* **What the task asks**
Every entry in the following data should be output exactly.

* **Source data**
==*==
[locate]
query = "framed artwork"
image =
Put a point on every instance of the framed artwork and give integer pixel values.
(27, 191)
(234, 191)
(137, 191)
==*==
* **Output below**
[locate]
query = "framed artwork"
image =
Put a point on every instance of the framed artwork and give integer pixel values.
(27, 191)
(234, 191)
(137, 191)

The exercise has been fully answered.